__PROMPT__. From the records below, extract every line that contains the word "green".

__PROVIDED INFORMATION__.
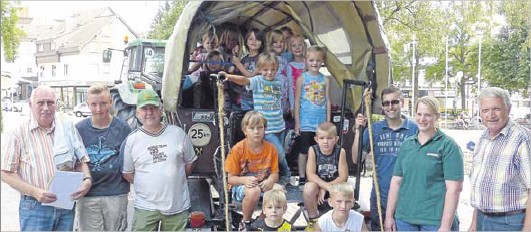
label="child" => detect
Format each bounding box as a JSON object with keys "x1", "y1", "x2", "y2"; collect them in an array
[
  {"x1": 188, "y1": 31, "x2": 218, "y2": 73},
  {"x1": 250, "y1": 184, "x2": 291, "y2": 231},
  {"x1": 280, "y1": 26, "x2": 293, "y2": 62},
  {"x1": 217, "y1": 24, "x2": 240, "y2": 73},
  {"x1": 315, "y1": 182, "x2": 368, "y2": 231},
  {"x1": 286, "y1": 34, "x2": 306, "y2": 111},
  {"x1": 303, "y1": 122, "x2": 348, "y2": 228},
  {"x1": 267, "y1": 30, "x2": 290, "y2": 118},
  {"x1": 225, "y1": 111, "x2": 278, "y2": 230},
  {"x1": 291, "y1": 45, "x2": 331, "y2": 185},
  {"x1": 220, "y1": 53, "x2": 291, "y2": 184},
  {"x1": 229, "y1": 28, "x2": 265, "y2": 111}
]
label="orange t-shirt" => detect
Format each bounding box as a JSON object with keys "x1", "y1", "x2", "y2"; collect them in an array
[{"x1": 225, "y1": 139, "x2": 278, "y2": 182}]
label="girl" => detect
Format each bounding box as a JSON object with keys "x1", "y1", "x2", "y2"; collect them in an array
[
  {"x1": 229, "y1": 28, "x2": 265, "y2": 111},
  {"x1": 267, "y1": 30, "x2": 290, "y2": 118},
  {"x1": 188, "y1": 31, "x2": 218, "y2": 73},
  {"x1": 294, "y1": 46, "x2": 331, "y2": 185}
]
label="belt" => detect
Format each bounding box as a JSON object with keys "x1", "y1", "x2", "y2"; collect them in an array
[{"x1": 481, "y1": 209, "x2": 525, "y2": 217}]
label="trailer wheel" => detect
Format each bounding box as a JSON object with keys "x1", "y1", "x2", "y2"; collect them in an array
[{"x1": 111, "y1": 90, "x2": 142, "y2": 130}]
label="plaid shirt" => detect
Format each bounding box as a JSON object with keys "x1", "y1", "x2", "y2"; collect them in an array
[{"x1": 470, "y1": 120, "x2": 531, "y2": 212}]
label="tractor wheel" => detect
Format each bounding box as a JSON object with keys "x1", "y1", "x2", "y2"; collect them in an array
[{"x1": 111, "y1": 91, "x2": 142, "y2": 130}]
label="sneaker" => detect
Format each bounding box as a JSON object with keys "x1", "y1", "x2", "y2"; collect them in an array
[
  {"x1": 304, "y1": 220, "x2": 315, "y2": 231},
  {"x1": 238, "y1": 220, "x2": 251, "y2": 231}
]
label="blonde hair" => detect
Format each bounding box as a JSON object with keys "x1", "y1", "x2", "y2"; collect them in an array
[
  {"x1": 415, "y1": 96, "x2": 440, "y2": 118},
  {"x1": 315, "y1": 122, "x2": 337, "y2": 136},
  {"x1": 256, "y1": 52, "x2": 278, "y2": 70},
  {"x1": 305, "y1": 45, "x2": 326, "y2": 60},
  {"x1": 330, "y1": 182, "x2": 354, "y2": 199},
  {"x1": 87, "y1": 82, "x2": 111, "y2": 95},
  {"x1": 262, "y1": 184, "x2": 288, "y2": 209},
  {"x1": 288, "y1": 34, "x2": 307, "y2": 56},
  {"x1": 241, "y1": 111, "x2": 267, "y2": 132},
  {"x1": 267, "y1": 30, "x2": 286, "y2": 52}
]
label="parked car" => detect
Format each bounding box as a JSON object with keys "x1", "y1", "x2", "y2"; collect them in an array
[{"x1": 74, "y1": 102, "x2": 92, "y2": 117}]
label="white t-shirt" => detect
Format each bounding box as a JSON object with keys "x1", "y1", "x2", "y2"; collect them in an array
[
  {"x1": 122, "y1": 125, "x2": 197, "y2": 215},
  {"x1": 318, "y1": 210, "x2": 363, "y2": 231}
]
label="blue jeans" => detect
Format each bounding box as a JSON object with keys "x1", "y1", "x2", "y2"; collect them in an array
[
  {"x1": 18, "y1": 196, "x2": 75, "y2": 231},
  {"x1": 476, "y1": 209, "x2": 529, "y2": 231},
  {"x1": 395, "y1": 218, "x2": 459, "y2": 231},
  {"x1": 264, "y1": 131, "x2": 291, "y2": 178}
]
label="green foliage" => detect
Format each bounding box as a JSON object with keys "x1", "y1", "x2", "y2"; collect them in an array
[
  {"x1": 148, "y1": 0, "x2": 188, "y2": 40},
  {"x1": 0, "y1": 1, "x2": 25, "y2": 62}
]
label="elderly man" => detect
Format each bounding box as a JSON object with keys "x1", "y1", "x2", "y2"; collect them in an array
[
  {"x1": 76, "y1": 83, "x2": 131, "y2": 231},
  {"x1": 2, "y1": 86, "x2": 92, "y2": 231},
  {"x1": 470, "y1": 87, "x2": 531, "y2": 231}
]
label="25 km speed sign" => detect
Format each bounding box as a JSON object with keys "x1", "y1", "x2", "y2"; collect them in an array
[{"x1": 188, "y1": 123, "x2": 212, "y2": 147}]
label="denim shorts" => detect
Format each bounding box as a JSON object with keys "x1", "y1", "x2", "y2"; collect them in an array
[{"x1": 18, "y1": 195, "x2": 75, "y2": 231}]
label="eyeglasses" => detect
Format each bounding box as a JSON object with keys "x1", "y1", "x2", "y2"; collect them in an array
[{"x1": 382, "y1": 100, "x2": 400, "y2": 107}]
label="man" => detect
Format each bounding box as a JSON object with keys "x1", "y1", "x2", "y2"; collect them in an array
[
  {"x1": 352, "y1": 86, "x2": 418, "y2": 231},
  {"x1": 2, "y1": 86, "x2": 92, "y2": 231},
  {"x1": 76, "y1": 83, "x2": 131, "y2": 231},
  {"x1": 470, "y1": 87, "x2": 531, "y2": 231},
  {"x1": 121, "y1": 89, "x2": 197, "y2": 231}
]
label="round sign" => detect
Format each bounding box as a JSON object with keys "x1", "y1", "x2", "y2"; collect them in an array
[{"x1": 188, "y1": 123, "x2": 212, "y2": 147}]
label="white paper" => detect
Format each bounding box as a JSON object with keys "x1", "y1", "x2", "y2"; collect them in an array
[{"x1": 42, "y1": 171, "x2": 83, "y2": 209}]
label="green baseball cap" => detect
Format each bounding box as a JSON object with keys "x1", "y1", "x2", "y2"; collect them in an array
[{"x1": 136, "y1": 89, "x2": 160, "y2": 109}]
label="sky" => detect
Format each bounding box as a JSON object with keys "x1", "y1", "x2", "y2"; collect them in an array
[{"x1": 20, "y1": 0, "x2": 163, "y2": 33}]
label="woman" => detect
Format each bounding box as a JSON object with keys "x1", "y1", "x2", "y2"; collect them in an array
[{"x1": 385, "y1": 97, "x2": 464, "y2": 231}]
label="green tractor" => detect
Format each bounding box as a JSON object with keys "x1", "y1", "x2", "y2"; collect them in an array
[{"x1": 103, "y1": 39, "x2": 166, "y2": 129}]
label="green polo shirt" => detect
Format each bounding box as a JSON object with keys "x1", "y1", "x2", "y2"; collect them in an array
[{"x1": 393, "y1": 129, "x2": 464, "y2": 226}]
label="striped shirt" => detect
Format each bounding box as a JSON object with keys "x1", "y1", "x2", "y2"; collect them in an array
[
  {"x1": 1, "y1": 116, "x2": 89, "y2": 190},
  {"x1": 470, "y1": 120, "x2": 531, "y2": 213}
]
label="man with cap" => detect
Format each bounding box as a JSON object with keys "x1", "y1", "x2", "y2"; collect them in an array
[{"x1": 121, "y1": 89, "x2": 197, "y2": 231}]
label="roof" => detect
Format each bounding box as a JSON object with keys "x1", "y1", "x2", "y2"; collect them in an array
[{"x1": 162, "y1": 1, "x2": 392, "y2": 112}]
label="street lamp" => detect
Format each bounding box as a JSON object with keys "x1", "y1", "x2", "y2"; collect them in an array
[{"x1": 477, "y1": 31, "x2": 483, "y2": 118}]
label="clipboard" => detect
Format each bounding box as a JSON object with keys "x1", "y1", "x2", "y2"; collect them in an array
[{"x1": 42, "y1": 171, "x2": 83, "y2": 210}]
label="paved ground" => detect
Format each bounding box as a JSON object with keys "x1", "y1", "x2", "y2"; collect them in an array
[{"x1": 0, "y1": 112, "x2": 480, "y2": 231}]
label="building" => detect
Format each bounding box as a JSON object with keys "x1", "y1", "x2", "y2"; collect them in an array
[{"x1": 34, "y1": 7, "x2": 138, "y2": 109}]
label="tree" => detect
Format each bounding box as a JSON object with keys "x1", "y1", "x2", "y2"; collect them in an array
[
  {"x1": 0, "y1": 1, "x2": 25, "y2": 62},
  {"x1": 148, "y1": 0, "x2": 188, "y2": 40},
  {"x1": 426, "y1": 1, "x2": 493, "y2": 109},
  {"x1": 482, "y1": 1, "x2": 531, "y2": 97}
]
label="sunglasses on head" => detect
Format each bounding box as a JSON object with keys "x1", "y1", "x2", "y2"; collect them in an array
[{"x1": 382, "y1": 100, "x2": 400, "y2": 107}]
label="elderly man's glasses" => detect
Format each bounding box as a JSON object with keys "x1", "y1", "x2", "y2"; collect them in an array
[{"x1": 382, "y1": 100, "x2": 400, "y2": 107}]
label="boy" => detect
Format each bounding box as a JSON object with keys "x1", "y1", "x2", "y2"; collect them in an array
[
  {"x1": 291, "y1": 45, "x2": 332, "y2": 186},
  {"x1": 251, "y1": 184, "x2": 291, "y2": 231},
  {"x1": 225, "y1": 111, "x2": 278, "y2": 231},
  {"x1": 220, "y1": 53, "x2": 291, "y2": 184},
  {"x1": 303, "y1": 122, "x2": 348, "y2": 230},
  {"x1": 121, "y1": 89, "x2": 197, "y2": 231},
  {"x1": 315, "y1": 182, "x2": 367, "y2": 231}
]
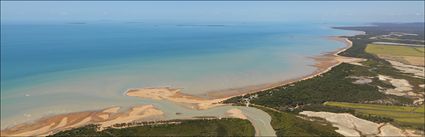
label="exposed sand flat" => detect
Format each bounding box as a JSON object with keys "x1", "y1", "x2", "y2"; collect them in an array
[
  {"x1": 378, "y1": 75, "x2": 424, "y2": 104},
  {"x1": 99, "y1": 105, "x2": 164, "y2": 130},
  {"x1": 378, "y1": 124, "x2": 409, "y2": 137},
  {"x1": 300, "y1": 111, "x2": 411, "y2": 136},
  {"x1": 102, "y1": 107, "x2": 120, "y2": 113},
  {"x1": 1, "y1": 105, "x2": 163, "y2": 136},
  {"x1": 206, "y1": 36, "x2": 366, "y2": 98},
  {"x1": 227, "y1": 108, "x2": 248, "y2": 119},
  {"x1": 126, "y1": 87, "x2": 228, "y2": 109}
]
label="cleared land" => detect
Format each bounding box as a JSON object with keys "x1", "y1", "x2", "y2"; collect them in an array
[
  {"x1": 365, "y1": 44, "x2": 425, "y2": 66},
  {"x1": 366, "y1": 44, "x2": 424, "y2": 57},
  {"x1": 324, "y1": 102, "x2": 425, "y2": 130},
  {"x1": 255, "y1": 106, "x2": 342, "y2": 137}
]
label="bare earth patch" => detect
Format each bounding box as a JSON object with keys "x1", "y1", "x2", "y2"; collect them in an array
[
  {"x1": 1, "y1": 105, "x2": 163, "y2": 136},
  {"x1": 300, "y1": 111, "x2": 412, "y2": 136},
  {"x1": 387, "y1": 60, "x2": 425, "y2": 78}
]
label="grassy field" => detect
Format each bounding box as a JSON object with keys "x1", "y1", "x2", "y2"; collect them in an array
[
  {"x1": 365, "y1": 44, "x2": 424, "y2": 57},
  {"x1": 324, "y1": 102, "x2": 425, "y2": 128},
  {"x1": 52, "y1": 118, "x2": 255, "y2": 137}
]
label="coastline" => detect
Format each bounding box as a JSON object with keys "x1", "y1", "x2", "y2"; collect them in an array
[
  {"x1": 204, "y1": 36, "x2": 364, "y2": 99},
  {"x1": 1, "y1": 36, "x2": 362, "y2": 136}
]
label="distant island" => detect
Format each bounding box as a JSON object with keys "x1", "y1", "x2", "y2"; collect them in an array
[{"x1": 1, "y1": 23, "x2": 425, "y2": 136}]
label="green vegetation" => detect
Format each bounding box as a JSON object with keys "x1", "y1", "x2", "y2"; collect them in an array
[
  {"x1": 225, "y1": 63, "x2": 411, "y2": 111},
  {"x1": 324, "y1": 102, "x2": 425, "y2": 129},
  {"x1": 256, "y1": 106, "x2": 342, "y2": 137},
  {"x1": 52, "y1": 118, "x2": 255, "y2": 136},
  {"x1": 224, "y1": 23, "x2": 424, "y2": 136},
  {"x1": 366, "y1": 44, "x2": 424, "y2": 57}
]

__COMPLETE RESPONSE__.
label="green foliage" => detect
label="green baseball cap" => detect
label="green tractor" => detect
label="green polo shirt" => detect
label="green vegetation" => detect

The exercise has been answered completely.